Task statement.
Below this sentence is a listing; return exactly its lines from the one with "dark hull, once" to the one with "on the sailboat", both kept, and nothing more.

-=-=-=-=-

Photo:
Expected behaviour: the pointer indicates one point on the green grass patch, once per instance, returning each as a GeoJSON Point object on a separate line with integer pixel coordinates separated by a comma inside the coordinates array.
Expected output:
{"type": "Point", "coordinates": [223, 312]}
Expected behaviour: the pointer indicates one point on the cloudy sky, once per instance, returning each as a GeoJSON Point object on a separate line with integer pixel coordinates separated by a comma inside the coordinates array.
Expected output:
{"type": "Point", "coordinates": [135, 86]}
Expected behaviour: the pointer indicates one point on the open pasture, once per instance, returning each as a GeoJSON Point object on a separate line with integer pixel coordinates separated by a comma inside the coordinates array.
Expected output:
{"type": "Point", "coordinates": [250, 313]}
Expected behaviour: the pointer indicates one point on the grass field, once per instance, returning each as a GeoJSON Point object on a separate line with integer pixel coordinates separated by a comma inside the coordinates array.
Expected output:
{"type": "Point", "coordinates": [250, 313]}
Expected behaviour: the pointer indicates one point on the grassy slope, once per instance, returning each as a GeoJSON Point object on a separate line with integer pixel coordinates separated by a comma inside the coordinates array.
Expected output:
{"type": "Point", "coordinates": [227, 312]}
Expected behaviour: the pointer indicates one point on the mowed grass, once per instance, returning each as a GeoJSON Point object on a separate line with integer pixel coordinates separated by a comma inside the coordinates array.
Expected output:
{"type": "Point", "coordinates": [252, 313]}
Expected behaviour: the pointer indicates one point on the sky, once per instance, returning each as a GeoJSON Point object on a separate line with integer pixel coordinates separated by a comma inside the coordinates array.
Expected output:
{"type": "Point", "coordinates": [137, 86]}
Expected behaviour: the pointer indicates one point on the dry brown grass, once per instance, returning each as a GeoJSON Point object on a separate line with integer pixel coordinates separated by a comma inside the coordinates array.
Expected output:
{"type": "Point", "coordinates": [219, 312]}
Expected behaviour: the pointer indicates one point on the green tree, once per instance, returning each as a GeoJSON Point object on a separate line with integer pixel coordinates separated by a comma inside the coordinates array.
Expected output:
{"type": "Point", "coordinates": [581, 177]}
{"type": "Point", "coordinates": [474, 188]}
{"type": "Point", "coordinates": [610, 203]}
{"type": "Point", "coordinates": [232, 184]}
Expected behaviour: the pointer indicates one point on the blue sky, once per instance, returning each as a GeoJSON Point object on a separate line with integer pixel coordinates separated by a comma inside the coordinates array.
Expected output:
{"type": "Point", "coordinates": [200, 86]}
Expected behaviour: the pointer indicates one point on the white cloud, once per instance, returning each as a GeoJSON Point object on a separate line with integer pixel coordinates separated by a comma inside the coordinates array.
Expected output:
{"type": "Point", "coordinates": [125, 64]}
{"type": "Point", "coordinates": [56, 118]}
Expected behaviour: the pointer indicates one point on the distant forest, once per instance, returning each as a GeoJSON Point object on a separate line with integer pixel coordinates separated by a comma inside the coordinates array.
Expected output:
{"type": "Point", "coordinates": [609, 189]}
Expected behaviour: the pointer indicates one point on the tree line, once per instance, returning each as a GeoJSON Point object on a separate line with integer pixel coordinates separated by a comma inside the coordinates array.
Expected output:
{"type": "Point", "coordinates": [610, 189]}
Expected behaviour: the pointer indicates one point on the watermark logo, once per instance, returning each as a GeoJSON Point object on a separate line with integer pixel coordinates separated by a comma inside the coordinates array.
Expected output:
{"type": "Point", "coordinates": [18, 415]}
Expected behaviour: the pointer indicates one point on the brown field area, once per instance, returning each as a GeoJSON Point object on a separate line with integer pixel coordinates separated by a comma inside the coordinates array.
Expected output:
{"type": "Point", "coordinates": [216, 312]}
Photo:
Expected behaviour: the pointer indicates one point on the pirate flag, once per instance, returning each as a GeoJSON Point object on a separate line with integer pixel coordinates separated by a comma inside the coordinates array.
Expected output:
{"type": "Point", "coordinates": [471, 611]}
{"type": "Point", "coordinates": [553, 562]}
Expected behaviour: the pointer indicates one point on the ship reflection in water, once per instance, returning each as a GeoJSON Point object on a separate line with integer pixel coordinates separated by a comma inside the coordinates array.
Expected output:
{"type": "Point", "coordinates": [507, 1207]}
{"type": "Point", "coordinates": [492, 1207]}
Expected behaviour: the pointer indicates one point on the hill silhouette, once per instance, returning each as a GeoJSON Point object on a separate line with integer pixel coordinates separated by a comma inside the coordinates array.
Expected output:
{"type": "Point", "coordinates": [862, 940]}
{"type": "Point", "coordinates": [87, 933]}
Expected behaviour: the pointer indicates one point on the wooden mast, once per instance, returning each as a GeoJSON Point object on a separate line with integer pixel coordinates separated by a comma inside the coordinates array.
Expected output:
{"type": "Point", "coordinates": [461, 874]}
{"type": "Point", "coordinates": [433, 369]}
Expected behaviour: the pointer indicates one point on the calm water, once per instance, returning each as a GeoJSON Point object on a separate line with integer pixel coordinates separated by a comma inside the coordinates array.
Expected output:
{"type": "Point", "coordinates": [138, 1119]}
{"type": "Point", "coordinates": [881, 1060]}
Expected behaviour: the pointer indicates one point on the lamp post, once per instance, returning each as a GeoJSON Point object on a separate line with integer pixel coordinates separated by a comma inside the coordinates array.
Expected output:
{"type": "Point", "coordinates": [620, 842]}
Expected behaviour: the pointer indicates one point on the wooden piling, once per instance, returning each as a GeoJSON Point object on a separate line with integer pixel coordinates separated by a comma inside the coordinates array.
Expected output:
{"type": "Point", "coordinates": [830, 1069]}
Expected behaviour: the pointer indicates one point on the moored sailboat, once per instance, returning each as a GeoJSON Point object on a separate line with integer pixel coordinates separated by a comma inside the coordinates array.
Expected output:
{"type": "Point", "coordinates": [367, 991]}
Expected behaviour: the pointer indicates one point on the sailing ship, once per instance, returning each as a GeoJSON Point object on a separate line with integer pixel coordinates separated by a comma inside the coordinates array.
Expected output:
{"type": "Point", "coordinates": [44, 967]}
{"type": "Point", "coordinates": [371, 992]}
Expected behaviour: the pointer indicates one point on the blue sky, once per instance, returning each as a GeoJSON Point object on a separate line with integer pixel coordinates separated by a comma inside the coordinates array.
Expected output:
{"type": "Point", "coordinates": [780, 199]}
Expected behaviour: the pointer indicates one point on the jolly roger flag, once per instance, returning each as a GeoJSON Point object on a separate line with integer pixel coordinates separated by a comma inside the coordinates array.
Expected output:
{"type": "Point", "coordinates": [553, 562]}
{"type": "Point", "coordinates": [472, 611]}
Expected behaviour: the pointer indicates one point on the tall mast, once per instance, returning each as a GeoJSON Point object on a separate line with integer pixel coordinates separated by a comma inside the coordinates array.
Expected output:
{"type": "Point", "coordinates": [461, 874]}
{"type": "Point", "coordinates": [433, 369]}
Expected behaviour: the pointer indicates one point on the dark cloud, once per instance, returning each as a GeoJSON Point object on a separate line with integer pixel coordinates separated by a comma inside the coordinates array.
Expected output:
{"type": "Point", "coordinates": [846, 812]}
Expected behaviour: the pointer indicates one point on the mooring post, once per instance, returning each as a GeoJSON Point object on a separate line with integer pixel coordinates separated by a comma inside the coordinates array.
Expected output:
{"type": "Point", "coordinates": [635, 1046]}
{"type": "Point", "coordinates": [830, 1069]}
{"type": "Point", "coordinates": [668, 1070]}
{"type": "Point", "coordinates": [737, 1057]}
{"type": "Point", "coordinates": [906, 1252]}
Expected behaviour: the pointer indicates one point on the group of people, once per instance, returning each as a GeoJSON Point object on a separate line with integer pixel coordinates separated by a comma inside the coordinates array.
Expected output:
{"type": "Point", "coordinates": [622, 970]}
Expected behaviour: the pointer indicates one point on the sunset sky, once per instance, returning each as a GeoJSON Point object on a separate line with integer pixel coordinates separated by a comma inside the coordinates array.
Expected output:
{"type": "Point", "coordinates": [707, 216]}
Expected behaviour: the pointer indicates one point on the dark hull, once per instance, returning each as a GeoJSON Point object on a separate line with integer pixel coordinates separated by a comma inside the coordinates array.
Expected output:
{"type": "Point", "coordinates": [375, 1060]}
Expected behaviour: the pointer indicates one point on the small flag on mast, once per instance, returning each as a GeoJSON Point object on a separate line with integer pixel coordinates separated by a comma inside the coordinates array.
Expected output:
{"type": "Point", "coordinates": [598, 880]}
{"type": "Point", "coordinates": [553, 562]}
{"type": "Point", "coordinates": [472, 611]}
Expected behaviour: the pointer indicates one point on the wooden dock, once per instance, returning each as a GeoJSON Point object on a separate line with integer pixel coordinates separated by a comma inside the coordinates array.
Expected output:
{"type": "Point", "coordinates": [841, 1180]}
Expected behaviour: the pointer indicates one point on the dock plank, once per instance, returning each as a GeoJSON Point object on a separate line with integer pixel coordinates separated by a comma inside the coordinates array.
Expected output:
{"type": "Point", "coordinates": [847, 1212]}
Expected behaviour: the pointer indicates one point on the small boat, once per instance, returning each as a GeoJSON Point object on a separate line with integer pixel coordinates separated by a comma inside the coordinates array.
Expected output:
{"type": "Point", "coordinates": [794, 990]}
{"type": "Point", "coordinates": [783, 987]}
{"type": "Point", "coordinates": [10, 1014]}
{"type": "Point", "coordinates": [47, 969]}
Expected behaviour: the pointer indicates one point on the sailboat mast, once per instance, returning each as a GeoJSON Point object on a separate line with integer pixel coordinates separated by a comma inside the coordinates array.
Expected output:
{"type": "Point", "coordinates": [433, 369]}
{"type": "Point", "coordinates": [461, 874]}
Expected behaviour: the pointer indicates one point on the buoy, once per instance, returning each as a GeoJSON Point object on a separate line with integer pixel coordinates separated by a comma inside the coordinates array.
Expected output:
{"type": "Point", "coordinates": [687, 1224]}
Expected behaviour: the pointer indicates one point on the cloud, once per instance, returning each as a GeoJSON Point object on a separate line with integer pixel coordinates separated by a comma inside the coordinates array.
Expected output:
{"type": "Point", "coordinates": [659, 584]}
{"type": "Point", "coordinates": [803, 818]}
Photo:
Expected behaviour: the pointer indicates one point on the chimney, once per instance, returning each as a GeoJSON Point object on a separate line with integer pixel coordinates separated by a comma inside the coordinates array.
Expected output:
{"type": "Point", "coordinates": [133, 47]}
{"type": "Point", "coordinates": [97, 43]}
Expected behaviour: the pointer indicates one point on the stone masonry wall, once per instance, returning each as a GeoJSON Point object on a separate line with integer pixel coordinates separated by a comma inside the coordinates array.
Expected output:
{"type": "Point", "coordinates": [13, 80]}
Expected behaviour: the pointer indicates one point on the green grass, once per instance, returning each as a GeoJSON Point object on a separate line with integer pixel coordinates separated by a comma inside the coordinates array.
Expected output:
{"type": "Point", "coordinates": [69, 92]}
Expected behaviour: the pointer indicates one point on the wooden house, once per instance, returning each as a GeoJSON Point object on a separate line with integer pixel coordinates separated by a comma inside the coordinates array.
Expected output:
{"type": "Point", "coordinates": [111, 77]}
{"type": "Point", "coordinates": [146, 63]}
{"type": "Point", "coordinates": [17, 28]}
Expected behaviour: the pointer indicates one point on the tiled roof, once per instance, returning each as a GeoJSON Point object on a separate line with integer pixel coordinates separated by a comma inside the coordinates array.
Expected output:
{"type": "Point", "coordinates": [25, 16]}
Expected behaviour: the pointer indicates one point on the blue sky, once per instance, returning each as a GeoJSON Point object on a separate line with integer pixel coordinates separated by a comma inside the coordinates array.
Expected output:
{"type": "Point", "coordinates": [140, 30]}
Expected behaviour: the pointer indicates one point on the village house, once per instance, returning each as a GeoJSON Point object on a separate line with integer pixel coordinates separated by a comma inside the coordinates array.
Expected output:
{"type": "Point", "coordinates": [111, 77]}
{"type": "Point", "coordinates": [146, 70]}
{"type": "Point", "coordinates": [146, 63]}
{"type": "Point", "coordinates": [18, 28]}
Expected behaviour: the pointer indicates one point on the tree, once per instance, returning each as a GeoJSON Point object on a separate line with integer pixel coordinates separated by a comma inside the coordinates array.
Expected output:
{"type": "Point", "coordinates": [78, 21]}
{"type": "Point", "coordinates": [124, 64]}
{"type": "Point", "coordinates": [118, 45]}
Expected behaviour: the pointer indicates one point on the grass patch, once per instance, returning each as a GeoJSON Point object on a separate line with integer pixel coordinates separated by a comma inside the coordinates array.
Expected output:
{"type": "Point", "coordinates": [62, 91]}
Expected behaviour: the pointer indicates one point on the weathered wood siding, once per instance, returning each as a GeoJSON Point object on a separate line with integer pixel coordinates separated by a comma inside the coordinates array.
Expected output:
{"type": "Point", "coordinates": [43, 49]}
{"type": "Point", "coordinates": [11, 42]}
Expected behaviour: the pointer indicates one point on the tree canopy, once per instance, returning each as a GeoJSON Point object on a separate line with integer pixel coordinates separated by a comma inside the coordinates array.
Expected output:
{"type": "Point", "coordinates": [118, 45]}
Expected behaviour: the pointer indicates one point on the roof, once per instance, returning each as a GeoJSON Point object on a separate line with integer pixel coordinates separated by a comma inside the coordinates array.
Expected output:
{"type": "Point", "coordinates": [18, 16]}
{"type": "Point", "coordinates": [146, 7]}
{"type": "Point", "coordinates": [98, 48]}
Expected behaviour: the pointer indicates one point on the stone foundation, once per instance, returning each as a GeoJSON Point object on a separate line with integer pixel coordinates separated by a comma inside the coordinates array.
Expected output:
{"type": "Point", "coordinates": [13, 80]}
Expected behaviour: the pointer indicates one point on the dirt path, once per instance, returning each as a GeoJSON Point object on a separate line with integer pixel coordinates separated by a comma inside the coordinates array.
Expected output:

-=-=-=-=-

Answer area.
Expected behaviour: the pointer indicates one point on the dark hull, once per instance, returning each as a GeoJSON Point object on a separate line with integer pixel coordinates separated by a comma inside the coordinates array.
Expected output:
{"type": "Point", "coordinates": [375, 1060]}
Expected behaviour: the pointer indicates one point on the small flag on mast, once per instance, returning each as a GeoJSON Point object on a separate line with integer pixel coordinates separated by a comma inside the coordinates array.
Expected output:
{"type": "Point", "coordinates": [598, 880]}
{"type": "Point", "coordinates": [553, 562]}
{"type": "Point", "coordinates": [472, 611]}
Expected behaviour: the pointer indicates one point on the wooden dock, once per instance, returning each as a GeoJSON Point object on a separate line with integer pixel coordinates separated by a comma inside the coordinates array.
Expected output:
{"type": "Point", "coordinates": [841, 1180]}
Expected behaviour: the pointer indicates one point on the dock plank, once per instance, returning each as a GeoJSON Point object on a separate line with integer pixel coordinates separated by a comma inside the coordinates array.
Expected output:
{"type": "Point", "coordinates": [847, 1212]}
Expected behaviour: the pointer indicates one point on the small boat, once per instance, returning each as a GeoJSON Point object on a separate line with integer pixel coordinates separated by a comma inside the coordinates array.
Expected output:
{"type": "Point", "coordinates": [794, 990]}
{"type": "Point", "coordinates": [783, 987]}
{"type": "Point", "coordinates": [10, 1014]}
{"type": "Point", "coordinates": [47, 969]}
Expected behaviour: the pointer indicates one point on the sailboat mast, once per instance, returning each as a GeoJSON Point object on a separate line with integer pixel coordinates separated by a comma inside the coordinates array.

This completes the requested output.